'''

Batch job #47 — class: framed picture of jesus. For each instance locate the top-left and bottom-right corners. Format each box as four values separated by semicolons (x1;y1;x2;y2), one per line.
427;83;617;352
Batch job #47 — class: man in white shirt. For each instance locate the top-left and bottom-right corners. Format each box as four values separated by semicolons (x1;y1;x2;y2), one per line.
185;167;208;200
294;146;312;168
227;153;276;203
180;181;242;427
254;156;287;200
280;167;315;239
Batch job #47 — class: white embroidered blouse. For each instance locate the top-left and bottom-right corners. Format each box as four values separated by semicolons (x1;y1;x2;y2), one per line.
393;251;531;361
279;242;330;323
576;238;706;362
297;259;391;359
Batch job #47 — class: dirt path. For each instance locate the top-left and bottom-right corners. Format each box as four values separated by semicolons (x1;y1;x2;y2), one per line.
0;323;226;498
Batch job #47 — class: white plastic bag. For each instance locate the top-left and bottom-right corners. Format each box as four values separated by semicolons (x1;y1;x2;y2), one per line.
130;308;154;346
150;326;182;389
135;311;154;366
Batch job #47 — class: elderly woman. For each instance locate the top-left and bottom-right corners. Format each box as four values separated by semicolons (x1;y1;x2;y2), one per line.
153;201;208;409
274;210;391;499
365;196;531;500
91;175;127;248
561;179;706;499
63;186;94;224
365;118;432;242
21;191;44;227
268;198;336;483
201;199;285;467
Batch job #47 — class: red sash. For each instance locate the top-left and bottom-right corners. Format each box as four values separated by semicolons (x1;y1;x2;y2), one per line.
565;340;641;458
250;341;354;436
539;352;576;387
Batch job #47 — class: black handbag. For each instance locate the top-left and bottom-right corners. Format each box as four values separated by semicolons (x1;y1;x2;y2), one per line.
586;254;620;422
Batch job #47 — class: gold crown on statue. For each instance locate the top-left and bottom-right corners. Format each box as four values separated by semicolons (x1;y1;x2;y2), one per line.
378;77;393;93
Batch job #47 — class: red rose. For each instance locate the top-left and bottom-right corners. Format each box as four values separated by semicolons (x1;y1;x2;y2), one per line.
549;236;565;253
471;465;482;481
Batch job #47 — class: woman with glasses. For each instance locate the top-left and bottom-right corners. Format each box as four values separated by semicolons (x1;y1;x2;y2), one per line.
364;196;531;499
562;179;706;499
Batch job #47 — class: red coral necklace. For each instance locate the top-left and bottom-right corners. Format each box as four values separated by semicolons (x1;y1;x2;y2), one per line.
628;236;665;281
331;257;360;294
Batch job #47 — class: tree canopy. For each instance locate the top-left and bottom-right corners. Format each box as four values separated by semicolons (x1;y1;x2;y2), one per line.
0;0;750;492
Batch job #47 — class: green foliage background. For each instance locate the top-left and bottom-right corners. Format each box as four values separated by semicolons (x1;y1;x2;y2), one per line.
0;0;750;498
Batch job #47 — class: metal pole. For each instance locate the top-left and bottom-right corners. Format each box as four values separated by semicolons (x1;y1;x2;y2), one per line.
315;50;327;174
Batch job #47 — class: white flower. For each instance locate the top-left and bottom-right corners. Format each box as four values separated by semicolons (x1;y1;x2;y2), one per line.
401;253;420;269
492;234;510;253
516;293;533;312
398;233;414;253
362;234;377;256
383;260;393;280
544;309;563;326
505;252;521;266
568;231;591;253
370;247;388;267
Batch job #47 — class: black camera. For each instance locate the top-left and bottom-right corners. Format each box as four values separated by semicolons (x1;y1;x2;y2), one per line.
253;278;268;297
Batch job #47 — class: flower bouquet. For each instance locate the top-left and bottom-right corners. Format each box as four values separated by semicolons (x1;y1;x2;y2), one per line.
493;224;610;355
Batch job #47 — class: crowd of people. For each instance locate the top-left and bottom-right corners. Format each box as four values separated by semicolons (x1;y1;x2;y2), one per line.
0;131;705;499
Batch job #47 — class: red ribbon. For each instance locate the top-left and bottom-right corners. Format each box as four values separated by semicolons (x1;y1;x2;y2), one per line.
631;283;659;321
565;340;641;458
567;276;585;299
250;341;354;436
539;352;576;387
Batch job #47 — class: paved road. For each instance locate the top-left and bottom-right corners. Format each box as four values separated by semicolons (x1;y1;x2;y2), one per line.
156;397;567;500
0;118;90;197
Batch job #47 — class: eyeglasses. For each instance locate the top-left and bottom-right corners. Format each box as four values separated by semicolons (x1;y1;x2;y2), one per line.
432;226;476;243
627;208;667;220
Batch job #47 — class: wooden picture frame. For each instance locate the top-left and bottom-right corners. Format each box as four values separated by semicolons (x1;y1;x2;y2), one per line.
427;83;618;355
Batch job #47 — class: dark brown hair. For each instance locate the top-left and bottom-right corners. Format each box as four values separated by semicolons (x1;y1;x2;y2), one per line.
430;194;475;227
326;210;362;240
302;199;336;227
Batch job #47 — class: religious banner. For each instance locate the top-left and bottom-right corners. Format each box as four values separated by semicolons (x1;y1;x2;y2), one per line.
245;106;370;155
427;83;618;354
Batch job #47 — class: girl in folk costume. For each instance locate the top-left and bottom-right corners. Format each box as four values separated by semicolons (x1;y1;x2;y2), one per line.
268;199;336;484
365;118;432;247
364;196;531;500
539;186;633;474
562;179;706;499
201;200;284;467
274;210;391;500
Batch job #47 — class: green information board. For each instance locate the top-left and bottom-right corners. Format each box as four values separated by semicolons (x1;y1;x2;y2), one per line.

'''

- **What to produce**
Copy out all of the lines above, character for character.

- **Worked answer**
Batch job #47 — class: framed picture of jesus. For each instance locate the top-left and bottom-right corners. Format each box as four values separated by semicolons (x1;y1;x2;y2), one per line.
427;83;617;352
Batch job #47 — class: man in white shirt. For each instance locate the top-left and bottom-right corners. Format each box as four values separated by semicolons (x1;y1;x2;y2), one per line.
185;167;208;200
294;146;312;168
227;153;276;203
180;181;242;427
254;156;287;200
280;167;315;239
Batch job #47 — class: white embroidered blouse. For each instance locate the top-left and bottom-right corners. Format each box as four values separated by semicolons (x1;y1;x2;y2), one per line.
393;251;531;361
279;242;330;323
576;238;706;362
297;259;391;359
Batch job #47 — class: dirt path. For each instance locate the top-left and bottom-right corners. Format each box as four values separated by semicolons (x1;y1;x2;y2), one per line.
0;323;226;498
Batch job #47 — class: white plastic bag. For each instance locate the top-left and bottom-right corners. Format each box as four values separated by semicolons (x1;y1;x2;y2), one per line.
130;308;154;346
150;326;182;389
135;311;154;366
Batch job #47 — class: elderly woman. For each instance locate the top-left and bottom-right corners. Format each box as four values separated by semicolons (x1;y1;x2;y2), one per line.
153;201;208;409
274;210;391;499
365;196;531;500
91;175;127;248
561;179;706;499
63;186;94;224
365;118;432;242
21;191;44;227
268;198;336;483
201;199;285;467
Batch job #47 — class: red sash. For each instance locate the top-left and bottom-right corners. Format each box as four values separated by semicolons (x1;y1;x2;y2), one per line.
565;340;641;458
250;341;354;436
539;352;576;387
Batch job #47 — class: black handbag. For each instance locate the top-left and bottom-right corners. Format each box as four values separated by semicolons (x1;y1;x2;y2), one per line.
586;254;620;422
Batch job #47 — class: gold crown on statue. For each instance locate the top-left and bottom-right corners. Format each box as four values separated by semicolons (x1;y1;x2;y2), one per line.
378;77;393;93
Batch job #47 — class: red rose. For each instance locate the top-left and bottom-right corners. Format each box as four values separated by semicolons (x1;y1;x2;y2), one per line.
549;236;565;253
471;465;482;481
Batch job #47 — class: woman with glasses. For each instance locate the top-left and bottom-right corners. Format each box as four values separated by semicolons (x1;y1;x2;y2), one per line.
364;196;531;499
562;179;706;499
Batch job #47 — class: red coral necklace. For each instance locate the top-left and bottom-right corners. Format each box as four values separated by semicolons (x1;y1;x2;y2), one per line.
628;236;665;281
331;257;360;294
Batch job #47 — class: tree canopy. For each instance locate the top-left and bottom-right corners. Format each box as four values separated by semicolons (x1;y1;x2;y2), one per line.
0;0;750;492
Batch job #47 — class: green foliage background. For each instance locate the top-left and bottom-right corners. Format each box as four values separated by semicolons (x1;y1;x2;y2), one per line.
0;0;750;498
Batch job #47 — class: metal pole. For each instance locate the top-left and bottom-right corners. Format each box as four values separated by semicolons (x1;y1;x2;y2), one per line.
315;50;327;174
Batch job #47 — class: white flower. For each instance locate the top-left and bottom-right corners. Format each box as four values separated by semicolons (x1;y1;x2;y2), one per line.
401;253;420;269
492;234;510;253
516;293;533;312
398;233;414;253
362;234;377;256
383;260;393;280
544;309;563;326
505;252;521;266
568;231;591;253
370;247;388;267
Batch job #47 — class: black camera. For each instance locate the top-left and bottom-right corners. Format each box as four values separated by semicolons (x1;y1;x2;y2), one per line.
253;278;268;297
Batch job #47 — class: flower bouquet. For each instance locate the top-left and bottom-right corners. Format each box as four values separated by semicolons (x1;y1;x2;y2), one per line.
493;224;610;355
Batch job #47 — class: crowd of people. For each instance locate the top-left and bottom-right corners. Format each box as four values separated by semicolons (x1;y1;x2;y2), one per line.
0;131;705;499
Batch job #47 — class: red ribbon. For each instance locate the top-left and bottom-right corners. Format each box as four values separated by semicolons (x1;y1;x2;y2), one per line.
631;283;659;321
565;340;641;458
567;276;585;299
250;341;354;436
539;352;576;387
Batch job #47 — class: paved road. For each instance locate the top-left and bottom-right corners. Format each box as four values separated by semicolons (x1;y1;x2;y2), one per line.
156;397;567;500
0;118;90;197
Batch job #47 — class: eyeglasses. For each instance locate the top-left and bottom-right corners. Format each box as four values separated by semicolons (x1;y1;x2;y2), one per line.
432;226;476;243
627;208;667;220
Batch job #47 — class: wooden picture frame. For each instance locate the top-left and bottom-right corners. Format each box as four values separated by semicolons (x1;y1;x2;y2), one per line.
427;83;618;355
Batch job #47 — class: dark brown hair. For each instance locate the top-left and bottom-right corners. Format each box as four values separated by semicolons (x1;y1;x2;y2), one per line.
430;194;475;227
326;210;362;240
302;199;336;227
Batch job #47 — class: religious banner. For each instance locate the top-left and bottom-right corners. Format each box as four values separated by semicolons (x1;y1;x2;y2), one per line.
245;106;370;155
427;83;618;354
Batch job #47 — class: girl in folk costume. For each instance locate the top-left and bottom-right corners. Format each box as four values separated by semicolons (x1;y1;x2;y2), one per line.
268;199;336;484
365;118;432;247
364;196;531;500
539;186;633;474
562;179;706;499
201;200;284;467
274;210;391;500
Batch job #47 — class: green information board. For each instance locate the top-left and bottom-right corners. Format each box as four values separated by semicolons (x1;y1;x2;y2), one per line.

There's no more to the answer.